- _RECORDS SHOWN_:
+ + +
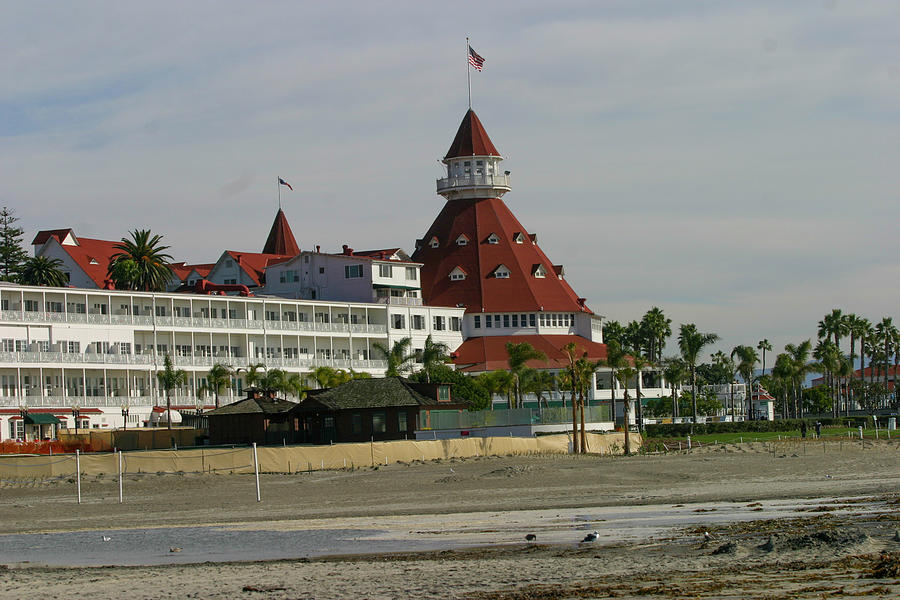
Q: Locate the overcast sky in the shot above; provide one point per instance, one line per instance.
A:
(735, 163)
+ + +
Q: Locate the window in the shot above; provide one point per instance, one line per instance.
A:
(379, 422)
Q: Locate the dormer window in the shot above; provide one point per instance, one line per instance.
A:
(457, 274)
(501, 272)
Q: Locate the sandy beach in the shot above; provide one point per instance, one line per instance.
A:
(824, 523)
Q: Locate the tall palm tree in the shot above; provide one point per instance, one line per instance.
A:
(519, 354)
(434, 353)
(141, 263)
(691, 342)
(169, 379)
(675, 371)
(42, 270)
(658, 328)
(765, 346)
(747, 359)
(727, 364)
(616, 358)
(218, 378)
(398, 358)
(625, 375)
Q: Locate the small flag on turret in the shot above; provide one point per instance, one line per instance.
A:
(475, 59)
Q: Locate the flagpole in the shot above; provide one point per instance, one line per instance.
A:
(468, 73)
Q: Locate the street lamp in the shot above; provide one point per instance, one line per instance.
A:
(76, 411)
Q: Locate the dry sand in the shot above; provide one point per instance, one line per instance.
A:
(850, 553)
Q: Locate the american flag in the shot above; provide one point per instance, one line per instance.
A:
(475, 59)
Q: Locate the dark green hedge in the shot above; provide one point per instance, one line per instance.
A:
+ + +
- _EXERCISE DETAILS_:
Count each line of the listing above in which "window" appears, and give that count with nothing added.

- _COMPLETED TASK_:
2